═════ DATA EXTRACT
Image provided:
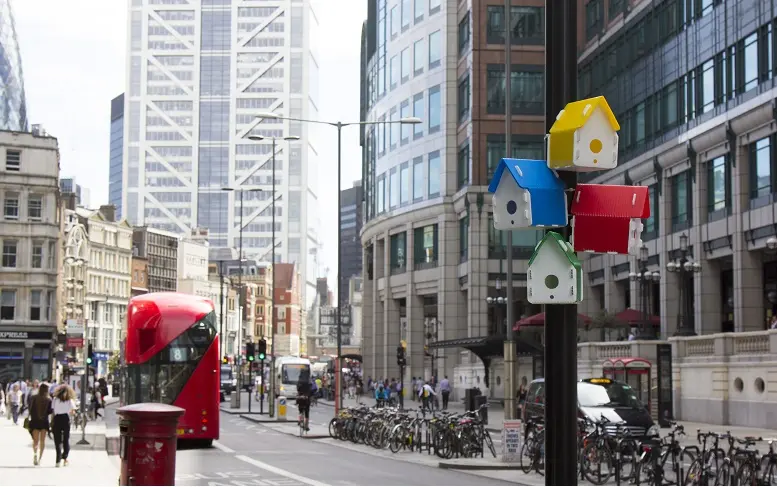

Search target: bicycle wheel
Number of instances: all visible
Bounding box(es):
[582,442,614,485]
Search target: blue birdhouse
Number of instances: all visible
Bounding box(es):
[488,159,567,230]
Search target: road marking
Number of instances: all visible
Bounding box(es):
[235,455,329,486]
[213,441,235,453]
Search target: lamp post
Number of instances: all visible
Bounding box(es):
[629,245,661,340]
[256,108,421,414]
[666,234,701,336]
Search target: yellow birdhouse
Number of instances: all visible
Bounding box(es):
[548,96,620,172]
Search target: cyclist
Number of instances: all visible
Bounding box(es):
[297,377,312,431]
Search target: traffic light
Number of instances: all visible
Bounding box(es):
[397,344,407,367]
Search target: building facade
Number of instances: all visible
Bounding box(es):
[0,132,62,381]
[108,93,124,219]
[361,0,544,394]
[122,0,319,312]
[132,227,181,293]
[73,205,132,376]
[337,181,364,303]
[0,0,27,132]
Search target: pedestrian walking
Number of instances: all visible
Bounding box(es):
[29,384,51,465]
[8,384,22,424]
[52,385,76,467]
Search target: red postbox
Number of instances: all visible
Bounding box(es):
[117,403,184,485]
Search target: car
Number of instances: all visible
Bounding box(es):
[522,377,660,439]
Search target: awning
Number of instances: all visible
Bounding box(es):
[513,313,591,331]
[615,308,661,326]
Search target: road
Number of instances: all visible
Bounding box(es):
[107,406,517,486]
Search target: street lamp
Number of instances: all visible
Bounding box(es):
[629,245,661,340]
[256,112,421,414]
[666,234,701,336]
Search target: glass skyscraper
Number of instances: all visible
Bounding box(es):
[121,0,319,308]
[0,0,27,132]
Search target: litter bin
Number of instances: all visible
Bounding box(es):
[472,395,488,424]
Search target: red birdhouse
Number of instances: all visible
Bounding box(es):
[572,184,650,255]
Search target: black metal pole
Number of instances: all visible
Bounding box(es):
[335,122,343,414]
[544,0,578,485]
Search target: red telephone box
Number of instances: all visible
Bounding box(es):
[602,357,652,411]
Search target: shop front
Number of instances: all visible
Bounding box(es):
[0,327,55,383]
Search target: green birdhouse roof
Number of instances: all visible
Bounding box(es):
[529,232,583,269]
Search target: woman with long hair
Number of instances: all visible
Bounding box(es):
[30,384,51,465]
[52,384,76,467]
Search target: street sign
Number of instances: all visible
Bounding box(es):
[502,419,521,463]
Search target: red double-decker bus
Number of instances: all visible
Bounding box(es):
[122,293,220,444]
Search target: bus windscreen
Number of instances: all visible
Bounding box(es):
[282,364,310,384]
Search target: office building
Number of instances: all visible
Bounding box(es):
[0,0,27,132]
[122,0,321,312]
[108,93,124,219]
[132,227,181,293]
[0,131,62,380]
[361,0,544,390]
[337,181,364,303]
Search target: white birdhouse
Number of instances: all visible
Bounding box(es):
[548,96,620,172]
[526,232,583,304]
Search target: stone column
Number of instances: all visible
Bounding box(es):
[731,137,766,331]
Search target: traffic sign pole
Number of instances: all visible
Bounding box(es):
[544,0,578,485]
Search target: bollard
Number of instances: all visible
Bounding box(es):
[275,396,286,421]
[117,403,184,485]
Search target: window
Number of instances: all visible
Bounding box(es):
[30,241,43,269]
[486,5,545,45]
[391,5,399,39]
[3,240,19,268]
[486,134,545,180]
[459,11,469,56]
[750,137,773,203]
[399,100,413,145]
[429,86,442,134]
[429,30,442,69]
[389,232,407,274]
[402,0,413,32]
[429,151,440,198]
[412,93,424,139]
[389,56,399,90]
[5,149,22,172]
[413,225,437,269]
[459,216,469,262]
[30,289,43,321]
[486,64,545,115]
[459,74,469,123]
[377,175,386,214]
[399,162,410,206]
[3,193,19,220]
[27,194,43,221]
[707,156,731,221]
[402,47,411,83]
[0,289,16,320]
[413,39,424,75]
[585,0,604,41]
[672,170,692,232]
[413,157,426,201]
[456,143,469,189]
[642,184,660,240]
[414,0,426,24]
[389,167,399,210]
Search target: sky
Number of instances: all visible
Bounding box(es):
[12,0,367,284]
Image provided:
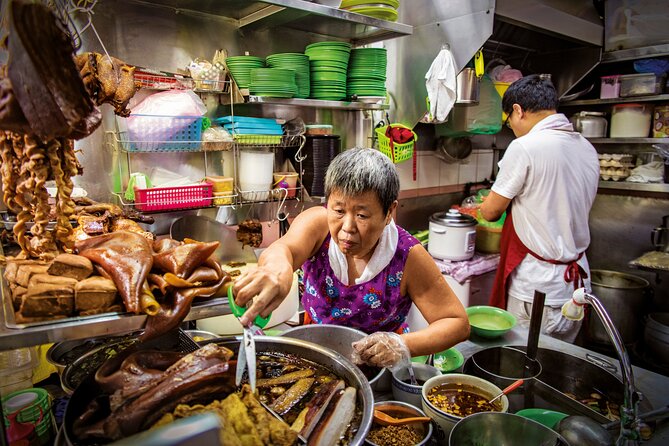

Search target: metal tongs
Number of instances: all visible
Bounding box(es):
[228,287,271,393]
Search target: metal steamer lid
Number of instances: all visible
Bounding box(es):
[430,209,477,228]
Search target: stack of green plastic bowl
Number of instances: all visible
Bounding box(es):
[346,48,388,98]
[266,53,311,98]
[249,68,297,98]
[339,0,400,22]
[225,56,265,88]
[304,42,351,101]
[2,387,53,444]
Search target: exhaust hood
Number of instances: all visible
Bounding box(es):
[385,0,604,127]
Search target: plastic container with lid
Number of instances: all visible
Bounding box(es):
[620,73,665,98]
[570,111,609,138]
[599,74,620,99]
[611,103,652,138]
[653,105,669,138]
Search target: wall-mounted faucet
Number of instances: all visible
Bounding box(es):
[562,288,643,446]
══════════
▶ REQUIRED TASK:
Reproduce the lines, beginning with the first and ending after the line containing "[488,159,567,230]", with both ends included. Omit the pictures from the answer.

▶ COMPLETED TASK:
Image provided:

Search target: bicycle wheel
Number of instances: all visible
Bounding box(es):
[582,442,614,485]
Search target: blue birdhouse
Number of instances: all visible
Bounding box(es):
[488,159,567,230]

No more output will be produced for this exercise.